Exercise description - Output all of the data exactly, keeping any images out of the copy.
● ● ● ● ●
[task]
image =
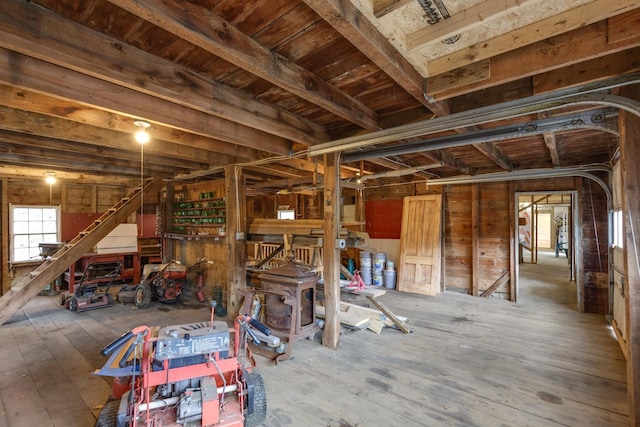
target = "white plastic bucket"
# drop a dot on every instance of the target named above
(379, 260)
(390, 279)
(376, 277)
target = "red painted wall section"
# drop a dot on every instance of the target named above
(383, 218)
(74, 223)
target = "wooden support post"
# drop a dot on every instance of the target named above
(236, 237)
(331, 253)
(475, 239)
(514, 243)
(6, 274)
(629, 160)
(360, 210)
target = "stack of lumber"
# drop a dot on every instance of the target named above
(359, 317)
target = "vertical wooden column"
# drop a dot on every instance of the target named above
(514, 243)
(629, 160)
(5, 285)
(475, 239)
(236, 237)
(360, 216)
(331, 254)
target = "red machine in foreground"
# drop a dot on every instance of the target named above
(192, 374)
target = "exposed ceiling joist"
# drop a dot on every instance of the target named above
(203, 28)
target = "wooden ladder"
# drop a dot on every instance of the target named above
(34, 282)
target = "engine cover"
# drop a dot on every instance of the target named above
(192, 339)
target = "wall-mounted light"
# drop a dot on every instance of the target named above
(50, 178)
(141, 135)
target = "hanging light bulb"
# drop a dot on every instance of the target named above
(50, 178)
(142, 136)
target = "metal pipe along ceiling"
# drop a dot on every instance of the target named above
(581, 95)
(582, 120)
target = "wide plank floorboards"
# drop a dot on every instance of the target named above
(469, 362)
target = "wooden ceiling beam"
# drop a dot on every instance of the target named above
(20, 99)
(210, 32)
(39, 76)
(494, 154)
(94, 153)
(579, 16)
(345, 18)
(36, 32)
(555, 54)
(19, 173)
(385, 7)
(550, 142)
(64, 130)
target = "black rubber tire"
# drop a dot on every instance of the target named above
(259, 402)
(142, 295)
(108, 416)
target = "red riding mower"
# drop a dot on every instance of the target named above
(197, 374)
(92, 291)
(160, 282)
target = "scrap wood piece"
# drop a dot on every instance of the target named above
(377, 319)
(348, 317)
(491, 289)
(383, 308)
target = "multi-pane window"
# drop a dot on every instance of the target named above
(618, 228)
(30, 226)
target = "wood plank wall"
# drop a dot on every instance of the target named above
(73, 198)
(595, 248)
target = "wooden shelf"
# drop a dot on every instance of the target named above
(207, 237)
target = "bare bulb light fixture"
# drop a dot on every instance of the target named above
(50, 177)
(141, 135)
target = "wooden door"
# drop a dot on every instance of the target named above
(419, 268)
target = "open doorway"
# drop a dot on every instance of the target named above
(546, 261)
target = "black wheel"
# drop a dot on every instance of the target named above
(109, 414)
(142, 296)
(259, 414)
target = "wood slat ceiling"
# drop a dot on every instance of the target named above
(243, 81)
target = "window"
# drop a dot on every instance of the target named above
(30, 226)
(618, 228)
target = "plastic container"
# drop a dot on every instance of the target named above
(390, 279)
(376, 277)
(365, 260)
(379, 261)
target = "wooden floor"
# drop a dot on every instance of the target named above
(469, 362)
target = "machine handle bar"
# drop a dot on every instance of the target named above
(116, 343)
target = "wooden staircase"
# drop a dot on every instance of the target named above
(33, 283)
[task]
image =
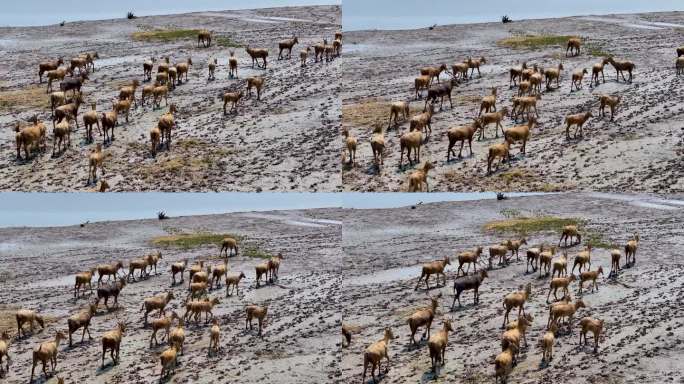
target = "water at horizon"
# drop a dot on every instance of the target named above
(63, 209)
(412, 14)
(48, 12)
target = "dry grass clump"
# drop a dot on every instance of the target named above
(534, 41)
(193, 158)
(368, 112)
(165, 35)
(525, 225)
(191, 240)
(596, 51)
(31, 97)
(200, 239)
(226, 42)
(8, 322)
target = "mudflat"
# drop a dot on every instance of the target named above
(640, 150)
(301, 332)
(385, 250)
(283, 142)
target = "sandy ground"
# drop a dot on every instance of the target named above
(642, 308)
(281, 143)
(640, 151)
(301, 338)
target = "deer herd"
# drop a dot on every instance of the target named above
(173, 328)
(523, 110)
(514, 336)
(65, 102)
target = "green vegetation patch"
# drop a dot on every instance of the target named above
(533, 41)
(191, 240)
(165, 34)
(370, 113)
(596, 240)
(226, 42)
(525, 225)
(31, 97)
(596, 51)
(201, 239)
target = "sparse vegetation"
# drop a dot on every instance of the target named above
(533, 41)
(596, 240)
(368, 112)
(524, 225)
(31, 97)
(226, 42)
(200, 239)
(165, 35)
(191, 240)
(596, 51)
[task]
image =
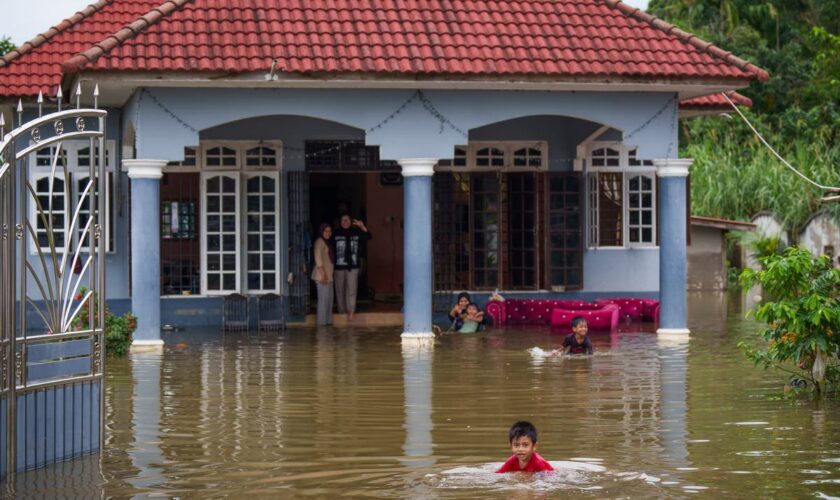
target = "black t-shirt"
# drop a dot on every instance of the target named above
(348, 244)
(583, 348)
● ● ● ● ●
Answer to this task -
[task]
image =
target = "white plastic bucket"
# drop a dot on every instance of the target named above
(379, 260)
(390, 279)
(376, 277)
target = "red painted wall section"
# drop a dot on every instance of the target named above
(383, 218)
(74, 223)
target = "wooden support post"
# drop a dot on every instance of the target named above
(236, 237)
(331, 253)
(475, 239)
(514, 243)
(6, 274)
(629, 160)
(360, 210)
target = "stack of lumber"
# drop a dot on every instance of the target named above
(359, 317)
target = "vertical wooden column"
# drop a dot on every instance of the target named above
(514, 243)
(629, 160)
(5, 285)
(475, 239)
(236, 237)
(360, 216)
(331, 254)
target = "red machine in foreground"
# drop a dot on every instance of the target named above
(192, 374)
target = "exposed ceiling joist"
# drop a dot on every instance of the target named above
(203, 28)
target = "wooden ladder"
# drop a dot on every instance of the target named above
(34, 282)
target = "engine cover"
# drop a dot on every instance of the target named above
(192, 339)
target = "wall-mounted light"
# drop a dot on every instance of the target named above
(50, 178)
(141, 135)
target = "hanging light bulb"
# drop a dot on every instance of the target named above
(50, 178)
(142, 136)
target = "metal pipe along ceiling"
# drop a dot on every instance of the target named above
(581, 95)
(582, 120)
target = "wide plank floorboards"
# drop a dot on every instance of the target named above
(469, 362)
target = "wooden ceiling beam"
# drop a dot on every instance of the target named above
(20, 99)
(210, 32)
(39, 76)
(494, 154)
(94, 153)
(579, 16)
(345, 18)
(36, 32)
(555, 54)
(19, 173)
(385, 7)
(550, 142)
(64, 130)
target = "black rubber tire"
# drop a dot on every instance of the target named above
(259, 402)
(142, 295)
(108, 416)
target = "red riding mower"
# drop a dot on every instance of the target named above
(197, 374)
(92, 291)
(160, 282)
target = "scrap wood piece"
# drop a dot on every instance of the target named above
(377, 319)
(348, 317)
(491, 289)
(383, 308)
target = "multi-pane window"
# drop a dot on every instance of the target named above
(618, 228)
(30, 226)
target = "wood plank wall"
# drop a dot on every instance of the target named above
(73, 198)
(595, 248)
target = "wooden shelf"
# drop a dot on every instance of the target named above
(207, 237)
target = "bare bulb light fixture"
# drop a dot on every instance of the target named above
(50, 177)
(141, 135)
target = "wooden door"
# drop a dot on every instance of the target named above
(419, 268)
target = "open doorway"
# drop a dot on every instance of the target named above
(546, 261)
target = "black wheel"
# drop a dot on every instance of the target named above
(109, 414)
(142, 296)
(259, 414)
target = "wood slat ceiling"
# drop a dot on every instance of the target named above
(243, 81)
target = "window"
# drop a dot on every instance of the target named above
(30, 226)
(618, 228)
target = "plastic container"
# drop a dot on every instance of the target named above
(390, 279)
(376, 277)
(365, 260)
(379, 261)
target = "wooden floor"
# drop a dot on every instance of the target named above
(469, 362)
target = "machine handle bar"
# drop a dot on every instance of the target named above
(116, 343)
target = "wooden staircase"
# drop a dot on every instance of the target named above
(33, 283)
[task]
image =
target = "water at horizon"
# drop a dot on every instance of the target named above
(63, 209)
(412, 14)
(48, 12)
target = "dry grass clump"
# drop a dot on every instance of the target named above
(534, 41)
(193, 158)
(368, 112)
(165, 35)
(525, 225)
(191, 240)
(596, 51)
(31, 97)
(200, 239)
(226, 42)
(8, 322)
target = "mudflat"
# drop a dot on every instance of the target named above
(640, 150)
(301, 332)
(385, 250)
(283, 142)
target = "sandy ground"
# drop a dot on every instance of the target named above
(642, 308)
(281, 143)
(640, 151)
(301, 338)
target = "deer herd"
# drop a dot on every instance of the target named above
(173, 328)
(523, 110)
(514, 336)
(65, 102)
target = "green vegetation patch"
# drop a dot on every instance of the target named above
(533, 41)
(191, 240)
(165, 34)
(370, 113)
(596, 240)
(226, 42)
(525, 225)
(31, 97)
(596, 51)
(201, 239)
target = "sparse vegetation"
# drop a dot on every instance of the target named above
(533, 41)
(596, 240)
(368, 112)
(524, 225)
(31, 97)
(226, 42)
(200, 239)
(165, 35)
(191, 240)
(596, 51)
[task]
image =
target = "black t-shirt"
# drop a dot on every instance of the target named above
(348, 244)
(583, 348)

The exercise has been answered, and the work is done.